##### Material supplied
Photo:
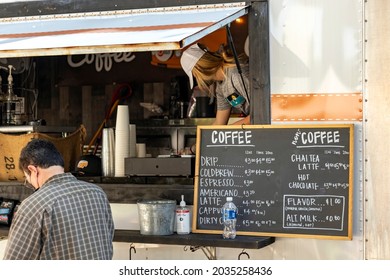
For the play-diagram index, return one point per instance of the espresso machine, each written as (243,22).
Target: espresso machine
(11,106)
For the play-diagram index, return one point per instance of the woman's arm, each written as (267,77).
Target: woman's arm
(246,120)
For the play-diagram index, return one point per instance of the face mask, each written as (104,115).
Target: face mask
(235,100)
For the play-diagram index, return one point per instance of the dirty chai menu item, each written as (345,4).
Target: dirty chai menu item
(285,180)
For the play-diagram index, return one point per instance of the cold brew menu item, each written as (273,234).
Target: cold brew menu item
(285,180)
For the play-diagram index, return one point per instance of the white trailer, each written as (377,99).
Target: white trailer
(329,62)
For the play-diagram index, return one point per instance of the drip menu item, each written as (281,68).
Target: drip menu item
(290,180)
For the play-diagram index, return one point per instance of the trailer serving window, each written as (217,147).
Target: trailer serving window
(169,28)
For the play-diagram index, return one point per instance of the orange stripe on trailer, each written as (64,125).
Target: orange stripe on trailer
(317,107)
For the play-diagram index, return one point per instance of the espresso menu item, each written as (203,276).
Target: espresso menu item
(285,180)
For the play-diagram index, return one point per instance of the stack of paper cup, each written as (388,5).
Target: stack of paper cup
(141,149)
(108,152)
(133,140)
(122,137)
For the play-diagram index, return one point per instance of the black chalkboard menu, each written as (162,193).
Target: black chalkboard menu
(288,181)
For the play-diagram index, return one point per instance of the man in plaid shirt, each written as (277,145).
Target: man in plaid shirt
(65,218)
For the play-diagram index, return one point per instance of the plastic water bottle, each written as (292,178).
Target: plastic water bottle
(183,218)
(229,212)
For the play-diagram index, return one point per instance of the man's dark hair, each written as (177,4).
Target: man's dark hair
(41,153)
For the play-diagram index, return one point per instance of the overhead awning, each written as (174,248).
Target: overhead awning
(155,29)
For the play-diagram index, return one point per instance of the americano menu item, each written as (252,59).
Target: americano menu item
(292,181)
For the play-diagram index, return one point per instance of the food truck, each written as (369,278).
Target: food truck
(312,64)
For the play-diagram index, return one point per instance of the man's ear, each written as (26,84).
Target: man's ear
(32,168)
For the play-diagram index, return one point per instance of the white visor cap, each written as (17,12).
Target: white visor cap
(188,60)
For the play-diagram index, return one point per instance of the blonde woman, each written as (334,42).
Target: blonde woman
(218,75)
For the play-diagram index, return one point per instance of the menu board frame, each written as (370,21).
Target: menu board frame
(256,153)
##########
▶ **Stated task**: Write out all the records again, exactly, minus any pictures.

▶ **Exercise response**:
Photo:
For the play-diagram index, return one point per instance of the espresso machine, each written as (243,22).
Target: espresso machine
(11,106)
For the play-diagram index, return one point per instance of the woman's arm, each written as (267,77).
Target: woman's arm
(246,120)
For the play-diagram index, return one point per instance of the face mask, each written as (104,115).
Target: face mask
(235,100)
For the play-diagram index, return one point per instance of the dirty chai menu item, each written as (345,4).
Target: dirty chai menu item
(285,180)
For the play-diagram index, return one point per instance of the cold brew menu item, each written as (273,234).
Target: cold brew menu item
(285,180)
For the play-diagram index, return one point per instance of the white trailer, each written as (377,99).
Target: white trailer
(329,62)
For the play-diagram index, return one point per instance of the drip menu item, each written as (281,68).
Target: drip menu item
(290,180)
For the play-diagram index, return one point per instance of the trailer serving window, each written as (217,147).
Target: trailer serving window
(169,28)
For the play-diagram index, return one point per instance of the orange stripe on trailer, each written as (64,125).
Target: orange stripe on trailer
(317,107)
For the play-diagram index, return one point per instance of the espresso menu item, each written as (203,276).
Target: espresso menu item
(285,180)
For the play-diagram index, return one point per instance of the stack of paper cup, each written as (388,5).
Target: stack of paper cup
(141,149)
(108,152)
(133,140)
(122,137)
For the play-diagram index, return one point per instance of the black chalkboard menu, each written as (162,193).
Target: black chalkboard menu
(288,181)
For the play-diagram index, return one point per instance of the man in plaid shirt, each written as (277,145).
Target: man in plaid shirt
(65,218)
For the play-diagram index, return one point per instance of the plastic water bottle, each written as (292,178).
Target: plastic water bottle
(183,218)
(229,212)
For the play-diagram index, return one point per instance of the man's dark hair, each written as (177,4).
Target: man's dark hair
(41,153)
For the play-diagram index, return one point per instance of the overhead awning, each written as (174,248).
Target: overhead awning
(155,29)
For the play-diagram index, return one point per instance of the americano menu item, each written as (252,59).
Target: americano menu item
(292,181)
For the play-diagram index, return one point per instance of the food truck, each written as (369,278).
Target: food truck
(312,64)
For the play-diagram index, return one point per instance of the man's ear, each written as (26,84).
Target: man's ear
(32,168)
For the play-diagram index, return one point per instance of the white visor cap, each written as (17,12).
Target: white visor cap
(188,60)
For the play-diagram index, return one point per instance of the blonde woman, each written as (334,42).
Target: blonde woman
(218,75)
For the play-diagram index, return one point per instance of the menu board frame, each written as (370,21).
Target: menu board frame
(256,153)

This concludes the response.